Short problem -> How many lines in the records below contain the word "skyline"? Count them and reply with the number alone.

Provided records ->
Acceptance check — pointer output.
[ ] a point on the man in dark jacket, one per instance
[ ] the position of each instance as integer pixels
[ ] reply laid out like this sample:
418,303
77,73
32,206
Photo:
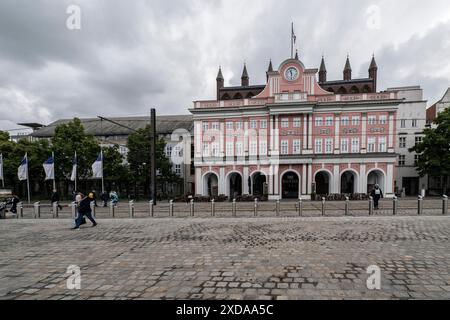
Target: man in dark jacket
376,194
85,210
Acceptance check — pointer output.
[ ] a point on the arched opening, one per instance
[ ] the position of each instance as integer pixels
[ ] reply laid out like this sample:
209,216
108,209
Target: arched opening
257,187
322,181
289,185
342,90
375,177
234,185
354,89
348,182
366,89
210,185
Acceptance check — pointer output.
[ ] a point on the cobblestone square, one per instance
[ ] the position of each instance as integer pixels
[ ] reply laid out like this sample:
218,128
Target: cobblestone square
227,258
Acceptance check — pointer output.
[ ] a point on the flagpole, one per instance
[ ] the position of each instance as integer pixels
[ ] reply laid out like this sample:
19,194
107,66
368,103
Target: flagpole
54,174
28,179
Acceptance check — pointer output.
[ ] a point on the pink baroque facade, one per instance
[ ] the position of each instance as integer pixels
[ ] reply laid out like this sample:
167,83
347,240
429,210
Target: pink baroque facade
294,139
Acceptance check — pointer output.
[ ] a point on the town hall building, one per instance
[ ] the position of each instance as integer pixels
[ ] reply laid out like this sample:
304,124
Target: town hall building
297,135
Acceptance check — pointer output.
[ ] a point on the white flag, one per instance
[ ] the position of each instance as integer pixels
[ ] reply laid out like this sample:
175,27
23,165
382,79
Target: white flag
22,172
97,167
1,167
73,177
49,168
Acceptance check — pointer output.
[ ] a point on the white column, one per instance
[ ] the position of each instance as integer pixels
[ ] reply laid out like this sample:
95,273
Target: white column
198,181
245,182
335,179
389,179
362,179
304,182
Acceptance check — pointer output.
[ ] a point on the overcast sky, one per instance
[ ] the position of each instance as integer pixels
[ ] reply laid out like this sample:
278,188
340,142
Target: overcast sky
129,56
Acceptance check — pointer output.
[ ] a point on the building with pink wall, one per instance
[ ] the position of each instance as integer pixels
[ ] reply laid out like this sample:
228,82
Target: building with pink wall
293,138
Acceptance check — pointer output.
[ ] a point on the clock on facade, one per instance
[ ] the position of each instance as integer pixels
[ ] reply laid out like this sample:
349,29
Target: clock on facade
291,74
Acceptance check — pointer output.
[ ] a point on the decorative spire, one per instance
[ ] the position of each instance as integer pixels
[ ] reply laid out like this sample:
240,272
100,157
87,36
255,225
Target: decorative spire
245,78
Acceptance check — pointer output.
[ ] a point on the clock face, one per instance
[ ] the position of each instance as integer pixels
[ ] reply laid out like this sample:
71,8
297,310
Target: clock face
291,74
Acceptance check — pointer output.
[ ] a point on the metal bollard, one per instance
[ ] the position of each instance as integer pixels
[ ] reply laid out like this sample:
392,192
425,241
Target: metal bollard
171,208
347,205
73,207
112,210
394,205
233,208
37,210
323,206
420,205
444,205
150,203
192,207
213,208
131,208
300,207
55,210
93,208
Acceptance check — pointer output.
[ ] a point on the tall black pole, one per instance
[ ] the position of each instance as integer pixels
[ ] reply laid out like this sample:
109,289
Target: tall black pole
153,156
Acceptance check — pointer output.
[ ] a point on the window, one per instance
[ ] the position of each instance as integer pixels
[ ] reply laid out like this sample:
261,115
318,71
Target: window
355,145
328,145
345,121
239,148
284,147
318,145
319,122
169,150
371,145
344,145
402,142
382,144
263,124
355,121
263,148
418,140
296,147
205,149
230,146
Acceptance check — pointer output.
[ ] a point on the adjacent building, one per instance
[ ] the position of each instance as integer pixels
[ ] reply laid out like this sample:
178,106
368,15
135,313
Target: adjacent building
296,135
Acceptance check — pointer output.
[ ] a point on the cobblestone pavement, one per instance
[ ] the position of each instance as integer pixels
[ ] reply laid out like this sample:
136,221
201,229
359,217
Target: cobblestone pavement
227,258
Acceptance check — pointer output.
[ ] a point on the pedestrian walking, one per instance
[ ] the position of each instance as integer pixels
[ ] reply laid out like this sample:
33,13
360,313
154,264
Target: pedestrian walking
84,209
376,194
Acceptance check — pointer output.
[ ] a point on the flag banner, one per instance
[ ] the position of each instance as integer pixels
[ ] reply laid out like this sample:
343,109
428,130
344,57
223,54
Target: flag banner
73,177
22,172
97,167
1,167
49,168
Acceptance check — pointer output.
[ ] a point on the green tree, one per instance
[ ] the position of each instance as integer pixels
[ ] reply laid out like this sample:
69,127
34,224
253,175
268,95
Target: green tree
139,158
434,150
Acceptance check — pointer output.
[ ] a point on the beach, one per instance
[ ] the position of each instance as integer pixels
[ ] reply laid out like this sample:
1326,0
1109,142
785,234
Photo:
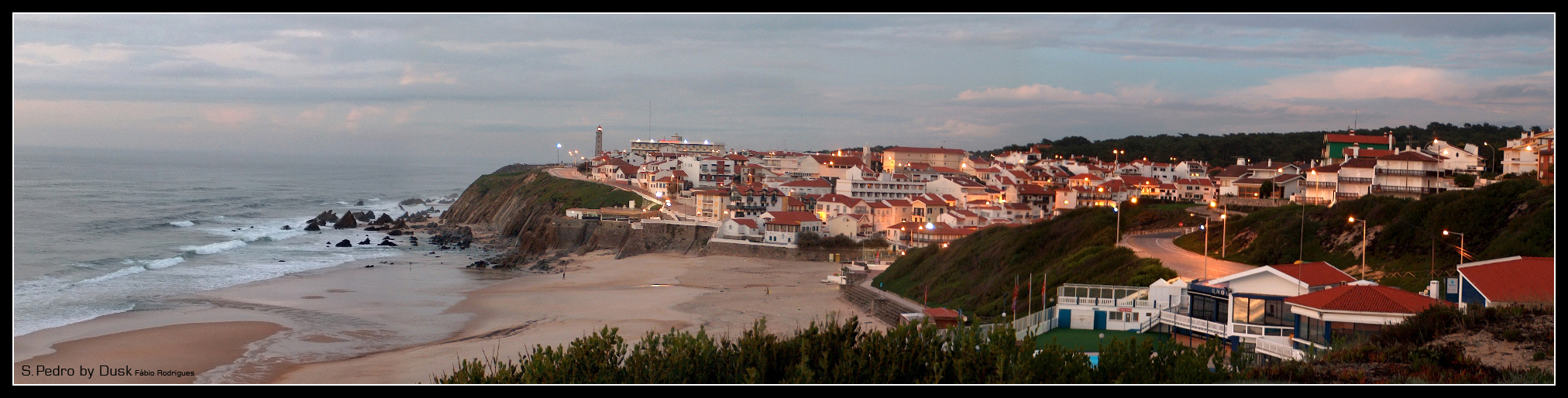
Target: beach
414,315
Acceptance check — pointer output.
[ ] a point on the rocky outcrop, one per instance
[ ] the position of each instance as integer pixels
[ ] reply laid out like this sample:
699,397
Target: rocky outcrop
347,221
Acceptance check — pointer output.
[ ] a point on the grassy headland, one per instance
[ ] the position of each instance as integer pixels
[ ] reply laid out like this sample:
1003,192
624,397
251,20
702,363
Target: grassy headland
1405,235
977,272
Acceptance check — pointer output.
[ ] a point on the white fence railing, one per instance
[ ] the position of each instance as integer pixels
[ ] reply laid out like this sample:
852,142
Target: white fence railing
1277,350
1192,323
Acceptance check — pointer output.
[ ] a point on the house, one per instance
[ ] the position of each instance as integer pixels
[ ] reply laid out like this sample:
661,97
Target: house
1457,159
781,228
742,229
1335,145
851,225
1350,311
1522,154
1195,190
1321,185
806,187
1509,281
1355,179
1410,174
940,157
937,235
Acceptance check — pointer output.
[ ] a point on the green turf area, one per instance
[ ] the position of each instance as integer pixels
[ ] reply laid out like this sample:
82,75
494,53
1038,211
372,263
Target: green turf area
1088,341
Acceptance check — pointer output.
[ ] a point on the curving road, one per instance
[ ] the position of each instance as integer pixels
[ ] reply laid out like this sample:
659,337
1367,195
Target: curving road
1188,266
571,173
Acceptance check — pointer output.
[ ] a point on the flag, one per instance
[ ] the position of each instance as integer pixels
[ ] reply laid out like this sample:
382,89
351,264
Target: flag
1015,295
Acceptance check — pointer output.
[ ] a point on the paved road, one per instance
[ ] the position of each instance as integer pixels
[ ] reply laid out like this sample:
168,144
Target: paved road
571,173
1188,266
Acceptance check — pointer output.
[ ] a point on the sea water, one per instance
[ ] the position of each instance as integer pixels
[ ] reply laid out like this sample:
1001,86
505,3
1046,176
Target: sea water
99,231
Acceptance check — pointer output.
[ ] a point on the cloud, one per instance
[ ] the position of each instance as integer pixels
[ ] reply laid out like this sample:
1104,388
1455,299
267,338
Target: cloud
410,77
228,115
1385,82
358,115
965,129
300,33
1035,93
67,53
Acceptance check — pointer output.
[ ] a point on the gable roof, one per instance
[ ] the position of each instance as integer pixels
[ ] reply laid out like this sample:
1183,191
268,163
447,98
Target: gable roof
1366,298
1315,273
1512,280
924,151
1357,139
1360,163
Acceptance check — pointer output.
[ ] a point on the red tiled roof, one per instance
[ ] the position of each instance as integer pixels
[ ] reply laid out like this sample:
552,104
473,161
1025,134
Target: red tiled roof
1514,280
924,151
1360,163
1357,139
1367,153
1410,156
791,218
1366,298
1315,275
817,184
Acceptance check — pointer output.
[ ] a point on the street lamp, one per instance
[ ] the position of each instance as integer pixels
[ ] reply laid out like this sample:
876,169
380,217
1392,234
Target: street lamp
1462,245
1363,246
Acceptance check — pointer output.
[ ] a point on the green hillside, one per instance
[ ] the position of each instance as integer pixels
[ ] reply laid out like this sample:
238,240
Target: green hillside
1405,235
977,272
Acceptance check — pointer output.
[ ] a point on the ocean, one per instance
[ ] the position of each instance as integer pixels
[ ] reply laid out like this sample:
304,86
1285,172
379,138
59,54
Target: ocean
104,231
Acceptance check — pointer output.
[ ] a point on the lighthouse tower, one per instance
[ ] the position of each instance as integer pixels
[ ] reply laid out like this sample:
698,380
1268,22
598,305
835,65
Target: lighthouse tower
598,142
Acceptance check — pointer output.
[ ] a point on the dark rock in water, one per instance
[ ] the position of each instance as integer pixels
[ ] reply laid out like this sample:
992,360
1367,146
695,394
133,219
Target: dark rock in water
346,223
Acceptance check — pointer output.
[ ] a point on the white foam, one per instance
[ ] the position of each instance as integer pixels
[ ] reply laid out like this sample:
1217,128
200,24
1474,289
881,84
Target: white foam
165,262
118,273
215,246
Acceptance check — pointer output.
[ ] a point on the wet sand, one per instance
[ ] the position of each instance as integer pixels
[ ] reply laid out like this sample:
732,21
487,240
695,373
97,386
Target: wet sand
416,315
165,355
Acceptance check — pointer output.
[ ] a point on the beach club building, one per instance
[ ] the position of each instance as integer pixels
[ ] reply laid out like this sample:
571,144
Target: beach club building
1509,281
1352,311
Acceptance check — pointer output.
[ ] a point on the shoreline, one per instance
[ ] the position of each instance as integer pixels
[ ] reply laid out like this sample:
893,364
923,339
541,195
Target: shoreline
416,315
323,314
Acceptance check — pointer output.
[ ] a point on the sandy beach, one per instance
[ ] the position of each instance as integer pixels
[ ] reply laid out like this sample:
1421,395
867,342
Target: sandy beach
413,317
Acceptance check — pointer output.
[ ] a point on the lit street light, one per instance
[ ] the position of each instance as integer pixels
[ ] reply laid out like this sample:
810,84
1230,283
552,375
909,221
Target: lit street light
1363,246
1462,245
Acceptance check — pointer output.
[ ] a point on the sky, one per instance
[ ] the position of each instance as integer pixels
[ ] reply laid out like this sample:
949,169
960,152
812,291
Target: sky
510,87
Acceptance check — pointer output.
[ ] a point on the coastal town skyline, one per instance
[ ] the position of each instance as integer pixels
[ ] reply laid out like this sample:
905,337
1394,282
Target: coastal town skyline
456,85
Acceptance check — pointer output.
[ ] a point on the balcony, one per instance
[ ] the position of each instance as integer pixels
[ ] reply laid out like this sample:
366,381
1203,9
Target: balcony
1313,201
1396,188
1415,173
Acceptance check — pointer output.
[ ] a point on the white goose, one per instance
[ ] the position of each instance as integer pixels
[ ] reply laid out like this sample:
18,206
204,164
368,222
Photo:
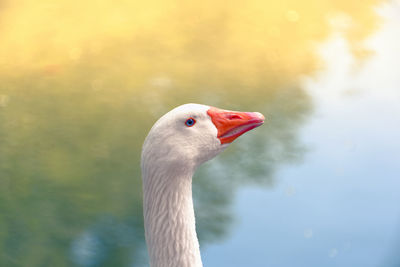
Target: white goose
180,141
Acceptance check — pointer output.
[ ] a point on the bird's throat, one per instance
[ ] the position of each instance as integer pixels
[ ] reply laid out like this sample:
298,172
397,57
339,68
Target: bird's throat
169,220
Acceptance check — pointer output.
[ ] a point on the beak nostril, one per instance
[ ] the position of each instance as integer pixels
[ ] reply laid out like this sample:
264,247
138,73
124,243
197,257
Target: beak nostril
233,117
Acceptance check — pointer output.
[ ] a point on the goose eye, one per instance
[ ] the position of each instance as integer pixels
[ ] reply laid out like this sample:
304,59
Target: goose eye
190,122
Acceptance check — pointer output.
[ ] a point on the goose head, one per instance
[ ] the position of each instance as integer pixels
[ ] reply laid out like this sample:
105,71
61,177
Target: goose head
191,134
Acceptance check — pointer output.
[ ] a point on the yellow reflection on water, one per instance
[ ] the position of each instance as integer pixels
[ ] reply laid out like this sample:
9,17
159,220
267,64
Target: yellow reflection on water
245,38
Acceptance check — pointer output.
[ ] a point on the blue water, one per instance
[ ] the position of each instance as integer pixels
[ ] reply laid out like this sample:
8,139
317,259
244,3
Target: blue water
340,206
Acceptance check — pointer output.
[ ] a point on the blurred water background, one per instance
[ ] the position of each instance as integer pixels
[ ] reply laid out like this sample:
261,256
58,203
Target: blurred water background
81,84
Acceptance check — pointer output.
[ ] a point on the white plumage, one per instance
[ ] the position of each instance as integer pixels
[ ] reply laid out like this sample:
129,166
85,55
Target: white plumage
179,142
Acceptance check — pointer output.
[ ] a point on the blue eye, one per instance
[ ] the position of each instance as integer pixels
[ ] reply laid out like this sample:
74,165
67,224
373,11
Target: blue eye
190,122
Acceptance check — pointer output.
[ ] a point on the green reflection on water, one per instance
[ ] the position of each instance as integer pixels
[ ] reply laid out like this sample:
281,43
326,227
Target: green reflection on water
71,131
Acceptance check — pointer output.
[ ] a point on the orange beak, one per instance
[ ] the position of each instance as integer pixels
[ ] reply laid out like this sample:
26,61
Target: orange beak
232,124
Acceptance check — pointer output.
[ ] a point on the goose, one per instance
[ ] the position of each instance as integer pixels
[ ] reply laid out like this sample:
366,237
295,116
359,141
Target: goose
176,145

Written answer -> 2